- **GIVEN ENTRIES**
────────

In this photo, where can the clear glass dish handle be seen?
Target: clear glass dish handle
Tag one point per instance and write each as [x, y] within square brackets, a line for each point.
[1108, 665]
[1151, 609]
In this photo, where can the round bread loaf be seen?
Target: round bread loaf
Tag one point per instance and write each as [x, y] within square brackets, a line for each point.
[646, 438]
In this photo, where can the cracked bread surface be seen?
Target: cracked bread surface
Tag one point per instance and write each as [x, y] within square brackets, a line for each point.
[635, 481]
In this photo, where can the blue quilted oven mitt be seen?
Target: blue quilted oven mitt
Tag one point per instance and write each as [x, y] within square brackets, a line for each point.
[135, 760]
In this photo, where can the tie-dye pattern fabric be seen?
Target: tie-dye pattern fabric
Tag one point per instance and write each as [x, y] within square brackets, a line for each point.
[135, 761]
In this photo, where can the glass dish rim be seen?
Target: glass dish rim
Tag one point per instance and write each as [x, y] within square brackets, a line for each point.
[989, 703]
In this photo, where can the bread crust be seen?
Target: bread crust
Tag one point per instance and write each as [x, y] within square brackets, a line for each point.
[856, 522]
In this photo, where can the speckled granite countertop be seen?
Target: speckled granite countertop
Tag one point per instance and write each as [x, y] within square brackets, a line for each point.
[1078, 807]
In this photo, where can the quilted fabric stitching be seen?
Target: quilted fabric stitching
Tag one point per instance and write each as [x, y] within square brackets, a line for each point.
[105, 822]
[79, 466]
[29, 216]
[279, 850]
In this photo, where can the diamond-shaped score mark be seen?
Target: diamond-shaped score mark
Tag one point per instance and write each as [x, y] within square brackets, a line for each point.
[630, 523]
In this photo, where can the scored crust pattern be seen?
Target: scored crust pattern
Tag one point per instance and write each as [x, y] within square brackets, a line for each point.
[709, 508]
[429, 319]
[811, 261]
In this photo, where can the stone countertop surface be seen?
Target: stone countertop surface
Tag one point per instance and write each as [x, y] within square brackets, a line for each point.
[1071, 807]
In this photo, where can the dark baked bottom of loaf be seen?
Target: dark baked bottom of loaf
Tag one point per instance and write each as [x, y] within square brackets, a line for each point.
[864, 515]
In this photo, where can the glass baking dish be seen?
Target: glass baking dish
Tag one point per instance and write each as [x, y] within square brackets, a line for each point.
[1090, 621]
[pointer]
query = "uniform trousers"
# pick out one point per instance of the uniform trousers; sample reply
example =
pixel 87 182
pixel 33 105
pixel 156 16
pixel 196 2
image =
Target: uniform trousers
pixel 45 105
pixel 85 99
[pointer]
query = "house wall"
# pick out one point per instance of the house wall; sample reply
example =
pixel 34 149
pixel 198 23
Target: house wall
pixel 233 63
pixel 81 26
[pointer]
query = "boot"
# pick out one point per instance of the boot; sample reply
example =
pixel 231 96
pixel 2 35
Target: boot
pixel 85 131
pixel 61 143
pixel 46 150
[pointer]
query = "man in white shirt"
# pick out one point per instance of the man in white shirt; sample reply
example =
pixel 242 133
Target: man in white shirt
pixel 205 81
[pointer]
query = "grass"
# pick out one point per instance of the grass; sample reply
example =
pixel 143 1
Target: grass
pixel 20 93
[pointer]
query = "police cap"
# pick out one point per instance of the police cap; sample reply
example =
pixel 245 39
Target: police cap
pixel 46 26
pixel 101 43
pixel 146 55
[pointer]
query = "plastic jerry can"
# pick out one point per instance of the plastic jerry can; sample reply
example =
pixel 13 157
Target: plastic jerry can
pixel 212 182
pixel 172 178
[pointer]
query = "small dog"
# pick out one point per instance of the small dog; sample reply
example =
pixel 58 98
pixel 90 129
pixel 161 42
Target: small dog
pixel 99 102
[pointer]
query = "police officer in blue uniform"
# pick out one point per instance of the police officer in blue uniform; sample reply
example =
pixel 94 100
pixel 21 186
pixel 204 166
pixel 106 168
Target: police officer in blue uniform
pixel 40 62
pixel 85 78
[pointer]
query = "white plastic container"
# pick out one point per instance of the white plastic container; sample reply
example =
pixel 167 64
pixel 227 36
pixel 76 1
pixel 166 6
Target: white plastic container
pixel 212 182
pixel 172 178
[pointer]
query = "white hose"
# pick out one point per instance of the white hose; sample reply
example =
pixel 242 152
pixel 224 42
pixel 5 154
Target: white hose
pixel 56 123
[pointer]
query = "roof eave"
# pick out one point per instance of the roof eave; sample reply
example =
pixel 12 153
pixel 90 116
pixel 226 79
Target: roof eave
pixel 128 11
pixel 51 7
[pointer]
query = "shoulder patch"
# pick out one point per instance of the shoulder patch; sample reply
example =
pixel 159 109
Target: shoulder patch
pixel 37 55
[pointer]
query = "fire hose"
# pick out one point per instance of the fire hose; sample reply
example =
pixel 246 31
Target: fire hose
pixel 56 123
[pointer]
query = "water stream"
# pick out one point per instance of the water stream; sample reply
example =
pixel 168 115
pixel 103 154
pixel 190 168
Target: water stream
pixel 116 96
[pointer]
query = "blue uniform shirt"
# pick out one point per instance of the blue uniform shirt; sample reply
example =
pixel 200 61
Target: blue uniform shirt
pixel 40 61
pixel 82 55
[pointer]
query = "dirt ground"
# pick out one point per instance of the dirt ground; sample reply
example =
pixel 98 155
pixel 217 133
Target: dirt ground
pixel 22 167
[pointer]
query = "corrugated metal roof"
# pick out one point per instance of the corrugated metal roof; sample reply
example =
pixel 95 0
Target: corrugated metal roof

────────

Copy each record from above exactly, and include every line.

In this photo, where can the clear glass dish handle be seen?
Target: clear glass dish handle
Tag one point per instance and write each as [x, y] within square brackets, a line for each point.
[1108, 665]
[1151, 609]
In this photo, where can the round bread loaf be seen?
Target: round bread loaf
Tag one point per instance and write each as [x, y] within square brackets, a line for each point.
[646, 438]
In this photo, where can the cracked bread surface be seen?
Target: cracked bread surface
Tag one point per instance and write each as [x, y] within square brackets, a line for each point.
[635, 481]
In this photo, where can the blue quilted oven mitt be seen?
Target: blue quilted oven mitt
Tag one point per instance and write each as [x, y] within square brackets, a line for each point.
[135, 760]
In this photo, where can the tie-dye pattern fabric be seen?
Target: tie-dye pattern fabric
Tag one point per instance and write each as [x, y] within square brackets, a line for each point.
[135, 761]
In this photo, where can the glass dish rim be seen?
Target: glass dish rim
Tag one point per instance and write each as [x, y] within square brackets, a line for each point.
[989, 703]
In this photo, where can the bread crust be seen?
Target: bread crust
Tag one point per instance and write each as [x, y] within square brackets, a line for each point.
[856, 522]
In this photo, where can the speckled granite countertop be seen?
Target: speckled granite countertop
Tag one point per instance and write each as [x, y] within square brackets, a line for each point.
[1078, 807]
In this photo, where can the quilted fabric stitching be seen?
Target: quilted fabric stitching
Tag one point per instance and write each as [x, y] within square brackets, a line for each point.
[105, 822]
[79, 466]
[29, 216]
[279, 850]
In this photo, where can the diamond-shaped score mark be seen?
Target: diamond-shaped score mark
Tag one point per instance and write each as [x, y] within square brackets, a line for each point.
[630, 523]
In this photo, where can the scored crust pattern be seen?
Target: scored crust pattern
Tag one point per instance and write each as [x, y] within square brackets, a line for each point.
[709, 508]
[429, 319]
[811, 261]
In this photo, where can the stone countertop surface be seen?
Target: stone countertop surface
Tag one point per instance and write each as [x, y] within square brackets, a line for each point.
[1071, 807]
In this photo, where can the dark baked bottom of loaf be seen?
Target: dark baked bottom of loaf
Tag one point per instance and write each as [x, y] within square brackets, a line for each point.
[864, 515]
In this photo, where can the glass baking dish be seen?
Target: glass baking dish
Tag one point per instance and write each as [x, y] within square brackets, a line for each point.
[1090, 621]
[pointer]
query = "uniform trousers"
# pick out one point per instance of the uniform trousers; sample reply
example =
pixel 87 182
pixel 33 105
pixel 156 16
pixel 196 2
image =
Target: uniform trousers
pixel 45 105
pixel 85 99
[pointer]
query = "house wall"
# pick out one point per instance of the house wall; sample reply
example =
pixel 34 149
pixel 198 23
Target: house wall
pixel 233 63
pixel 81 26
[pointer]
query = "boot"
# pick out one point per instance of the boot; sample reply
example =
pixel 231 96
pixel 2 35
Target: boot
pixel 85 131
pixel 61 143
pixel 46 150
[pointer]
query = "man in white shirt"
# pick out one point per instance of the man in white shirt; sample reply
example =
pixel 242 133
Target: man in white shirt
pixel 205 81
[pointer]
query = "grass"
# pick out one point per instance of the grass; sample reply
example =
pixel 143 1
Target: grass
pixel 20 93
[pointer]
query = "police cap"
# pick out one point per instance of the police cap; sample reply
example =
pixel 245 39
Target: police cap
pixel 46 26
pixel 101 43
pixel 146 55
[pointer]
query = "plastic jerry can"
# pick out one point per instance of the plastic jerry can; sample reply
example =
pixel 13 157
Target: plastic jerry can
pixel 212 182
pixel 172 178
[pointer]
query = "small dog"
# pick out one point per instance of the small dog; sample reply
example =
pixel 58 98
pixel 90 129
pixel 161 42
Target: small dog
pixel 99 102
[pointer]
query = "police officer in blue uniform"
# pick out one point per instance of the police officer in blue uniform; sample reply
example =
pixel 94 100
pixel 21 186
pixel 204 166
pixel 106 168
Target: police officer in blue uniform
pixel 40 62
pixel 85 78
[pointer]
query = "white plastic container"
# pick out one point per instance of the white plastic container; sample reply
example =
pixel 167 64
pixel 227 36
pixel 76 1
pixel 166 6
Target: white plastic container
pixel 212 182
pixel 172 178
[pointer]
query = "white hose"
# pick out one point per instance of the white hose; sample reply
example =
pixel 242 152
pixel 224 42
pixel 5 154
Target: white hose
pixel 56 123
[pointer]
query = "roof eave"
# pick out one point per instance of the roof eave; sample reply
example =
pixel 12 153
pixel 90 116
pixel 226 79
Target: roof eave
pixel 128 11
pixel 51 7
[pointer]
query = "shoulder patch"
# pick out one point per instance of the shoulder patch; sample reply
example =
pixel 159 109
Target: shoulder patch
pixel 37 55
[pointer]
query = "fire hose"
# pick out one point per instance of the fire hose; sample reply
example =
pixel 246 31
Target: fire hose
pixel 56 123
[pointer]
query = "water stream"
# pick out one point per instance of the water stream; sample reply
example =
pixel 168 115
pixel 103 154
pixel 190 168
Target: water stream
pixel 116 96
[pointer]
query = "blue uniform shirt"
# pick out one point per instance of the blue uniform shirt; sample reply
example =
pixel 200 61
Target: blue uniform shirt
pixel 40 61
pixel 82 55
[pointer]
query = "dirt ground"
# pick out one point per instance of the dirt ground; sample reply
example =
pixel 98 155
pixel 217 133
Target: dirt ground
pixel 22 167
[pointer]
query = "corrugated metal roof"
# pick out one point per instance of the corrugated metal roof; sample reply
example =
pixel 95 0
Target: corrugated metal roof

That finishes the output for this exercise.